- **Exercise prompt**:
In the passage on Levi's Stadium, what name did the stadium temporarily take during the 2026 FIFA World Cup?

───── Extracted text ─────

Levi's Stadium was one of 16 venues which hosted matches during the 2026 FIFA World Cup. It was one of eleven US venues for the tournament and was also one of two venues in California which was hosting matches, the other being SoFi Stadium in Los Angeles. During the event, the stadium was temporarily renamed to San Francisco Bay Area Stadium in accordance with FIFA's policy on corporate-sponsored names and the Levi's branding and logos throughout the venue were covered or removed for the duration of the tournament. The stadium hosted six matches: five group stage matches and one round of 32 match, which saw the United States advance to the Round of 16.

───── Records ─────

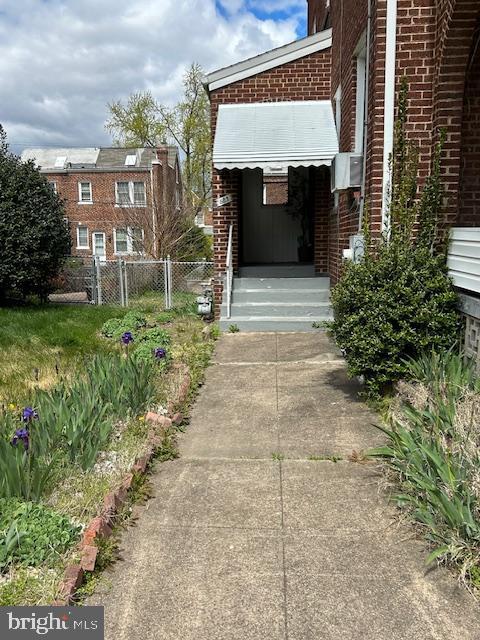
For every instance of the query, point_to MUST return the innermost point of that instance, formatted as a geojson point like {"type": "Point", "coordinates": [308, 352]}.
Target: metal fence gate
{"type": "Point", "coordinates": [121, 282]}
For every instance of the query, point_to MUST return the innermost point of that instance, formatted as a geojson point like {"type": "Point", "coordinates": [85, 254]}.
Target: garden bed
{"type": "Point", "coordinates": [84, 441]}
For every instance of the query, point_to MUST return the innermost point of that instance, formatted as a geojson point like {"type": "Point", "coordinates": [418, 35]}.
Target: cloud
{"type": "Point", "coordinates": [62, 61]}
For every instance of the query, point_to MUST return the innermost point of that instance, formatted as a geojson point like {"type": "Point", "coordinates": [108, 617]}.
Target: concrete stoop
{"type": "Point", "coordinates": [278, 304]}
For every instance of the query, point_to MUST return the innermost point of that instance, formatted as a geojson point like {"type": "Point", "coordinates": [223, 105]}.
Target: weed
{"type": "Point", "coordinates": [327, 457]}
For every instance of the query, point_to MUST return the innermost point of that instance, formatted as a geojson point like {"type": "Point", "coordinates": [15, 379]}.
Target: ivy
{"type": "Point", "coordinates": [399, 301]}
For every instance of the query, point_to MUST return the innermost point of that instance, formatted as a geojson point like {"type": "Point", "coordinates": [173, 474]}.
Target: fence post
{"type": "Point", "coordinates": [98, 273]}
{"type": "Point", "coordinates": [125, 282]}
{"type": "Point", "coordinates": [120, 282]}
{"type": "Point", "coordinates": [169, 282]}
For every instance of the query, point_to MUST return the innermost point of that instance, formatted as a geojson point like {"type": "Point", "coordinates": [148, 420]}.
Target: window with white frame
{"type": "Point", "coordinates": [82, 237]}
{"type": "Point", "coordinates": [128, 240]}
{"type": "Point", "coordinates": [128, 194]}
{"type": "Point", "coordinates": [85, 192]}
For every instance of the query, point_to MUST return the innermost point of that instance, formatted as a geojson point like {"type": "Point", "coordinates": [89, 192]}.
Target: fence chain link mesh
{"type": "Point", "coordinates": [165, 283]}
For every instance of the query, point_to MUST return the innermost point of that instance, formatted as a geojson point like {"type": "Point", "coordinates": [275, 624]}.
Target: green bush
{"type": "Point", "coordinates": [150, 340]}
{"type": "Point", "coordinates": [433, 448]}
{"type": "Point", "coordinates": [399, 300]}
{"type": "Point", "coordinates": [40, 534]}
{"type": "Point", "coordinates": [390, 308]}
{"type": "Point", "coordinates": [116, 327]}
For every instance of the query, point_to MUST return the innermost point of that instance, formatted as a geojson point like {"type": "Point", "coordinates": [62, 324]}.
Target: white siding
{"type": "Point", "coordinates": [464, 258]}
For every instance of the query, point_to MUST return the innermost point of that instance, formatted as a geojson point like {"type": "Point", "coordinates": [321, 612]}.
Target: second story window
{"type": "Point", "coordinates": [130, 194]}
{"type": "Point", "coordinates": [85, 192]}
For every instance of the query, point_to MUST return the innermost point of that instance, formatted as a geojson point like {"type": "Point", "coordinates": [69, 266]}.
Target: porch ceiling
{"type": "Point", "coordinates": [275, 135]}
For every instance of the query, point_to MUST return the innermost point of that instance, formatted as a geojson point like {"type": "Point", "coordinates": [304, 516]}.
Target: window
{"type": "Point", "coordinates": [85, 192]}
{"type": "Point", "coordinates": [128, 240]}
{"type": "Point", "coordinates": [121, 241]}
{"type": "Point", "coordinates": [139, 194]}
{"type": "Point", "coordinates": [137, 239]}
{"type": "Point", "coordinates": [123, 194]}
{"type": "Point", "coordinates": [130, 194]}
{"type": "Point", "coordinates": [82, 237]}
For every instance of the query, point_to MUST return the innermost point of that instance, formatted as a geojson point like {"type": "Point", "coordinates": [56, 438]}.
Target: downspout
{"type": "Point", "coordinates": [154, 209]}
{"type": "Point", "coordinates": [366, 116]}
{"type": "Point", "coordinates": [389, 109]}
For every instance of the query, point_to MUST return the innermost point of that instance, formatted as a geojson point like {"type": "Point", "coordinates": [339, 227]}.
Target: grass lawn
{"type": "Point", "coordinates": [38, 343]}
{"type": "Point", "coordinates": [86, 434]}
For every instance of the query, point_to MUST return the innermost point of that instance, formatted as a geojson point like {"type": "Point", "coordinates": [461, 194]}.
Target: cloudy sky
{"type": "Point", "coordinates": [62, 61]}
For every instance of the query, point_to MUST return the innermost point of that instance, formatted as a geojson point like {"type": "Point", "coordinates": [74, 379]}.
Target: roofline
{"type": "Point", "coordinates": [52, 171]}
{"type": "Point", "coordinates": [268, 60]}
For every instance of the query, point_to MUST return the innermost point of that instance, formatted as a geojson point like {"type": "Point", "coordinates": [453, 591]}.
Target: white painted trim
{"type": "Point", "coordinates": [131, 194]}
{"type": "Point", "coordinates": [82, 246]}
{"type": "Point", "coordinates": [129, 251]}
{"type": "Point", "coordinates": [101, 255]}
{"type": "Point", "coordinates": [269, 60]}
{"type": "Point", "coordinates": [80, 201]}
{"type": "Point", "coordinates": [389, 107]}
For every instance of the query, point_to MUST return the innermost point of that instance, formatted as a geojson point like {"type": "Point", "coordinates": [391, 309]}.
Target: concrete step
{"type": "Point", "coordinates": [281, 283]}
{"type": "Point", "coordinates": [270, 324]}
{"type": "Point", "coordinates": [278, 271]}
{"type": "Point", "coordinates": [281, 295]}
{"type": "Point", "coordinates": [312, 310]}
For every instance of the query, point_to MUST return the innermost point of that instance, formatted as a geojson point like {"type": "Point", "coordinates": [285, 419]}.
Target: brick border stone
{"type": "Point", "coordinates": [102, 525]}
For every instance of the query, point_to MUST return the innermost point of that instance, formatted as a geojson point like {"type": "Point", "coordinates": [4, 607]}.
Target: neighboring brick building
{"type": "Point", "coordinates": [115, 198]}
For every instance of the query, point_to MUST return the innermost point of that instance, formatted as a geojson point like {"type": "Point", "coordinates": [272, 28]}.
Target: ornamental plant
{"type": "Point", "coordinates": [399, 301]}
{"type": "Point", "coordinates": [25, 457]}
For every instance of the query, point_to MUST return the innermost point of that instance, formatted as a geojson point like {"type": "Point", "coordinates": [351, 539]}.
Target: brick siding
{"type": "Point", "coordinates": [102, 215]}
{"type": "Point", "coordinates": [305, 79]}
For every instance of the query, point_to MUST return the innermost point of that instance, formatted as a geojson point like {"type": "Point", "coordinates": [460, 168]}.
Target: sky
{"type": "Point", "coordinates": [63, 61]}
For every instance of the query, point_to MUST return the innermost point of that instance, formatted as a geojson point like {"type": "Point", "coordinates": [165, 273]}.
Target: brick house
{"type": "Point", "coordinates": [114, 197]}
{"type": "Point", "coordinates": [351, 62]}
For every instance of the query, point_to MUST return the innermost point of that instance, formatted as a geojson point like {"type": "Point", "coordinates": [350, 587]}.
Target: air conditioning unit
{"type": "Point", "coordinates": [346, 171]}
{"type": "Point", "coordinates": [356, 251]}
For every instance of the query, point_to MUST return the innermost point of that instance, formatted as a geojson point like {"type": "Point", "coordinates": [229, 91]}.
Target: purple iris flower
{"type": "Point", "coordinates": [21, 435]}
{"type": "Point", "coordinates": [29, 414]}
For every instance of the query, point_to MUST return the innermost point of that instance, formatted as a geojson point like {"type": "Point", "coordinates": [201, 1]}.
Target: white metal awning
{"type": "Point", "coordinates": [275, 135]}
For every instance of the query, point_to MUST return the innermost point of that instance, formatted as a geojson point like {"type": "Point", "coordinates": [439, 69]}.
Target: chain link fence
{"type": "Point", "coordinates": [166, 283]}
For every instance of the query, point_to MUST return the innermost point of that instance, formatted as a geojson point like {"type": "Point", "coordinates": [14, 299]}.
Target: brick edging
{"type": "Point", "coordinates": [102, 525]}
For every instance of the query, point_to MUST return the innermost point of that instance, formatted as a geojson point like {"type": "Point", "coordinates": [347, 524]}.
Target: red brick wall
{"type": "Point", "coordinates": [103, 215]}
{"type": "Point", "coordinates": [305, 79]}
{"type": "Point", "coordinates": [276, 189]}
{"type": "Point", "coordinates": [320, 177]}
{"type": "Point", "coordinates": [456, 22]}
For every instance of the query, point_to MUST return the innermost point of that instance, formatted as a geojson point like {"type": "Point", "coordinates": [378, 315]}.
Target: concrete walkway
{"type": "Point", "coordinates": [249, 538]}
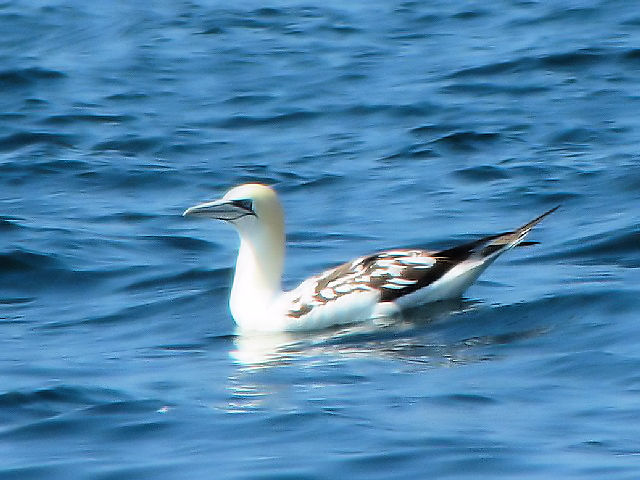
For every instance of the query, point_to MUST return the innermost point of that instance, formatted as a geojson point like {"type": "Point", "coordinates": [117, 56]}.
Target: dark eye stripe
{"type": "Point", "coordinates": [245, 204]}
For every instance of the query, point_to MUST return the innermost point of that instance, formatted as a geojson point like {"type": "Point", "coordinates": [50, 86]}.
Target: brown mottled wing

─────

- **Expected answer**:
San Francisco Bay Area Stadium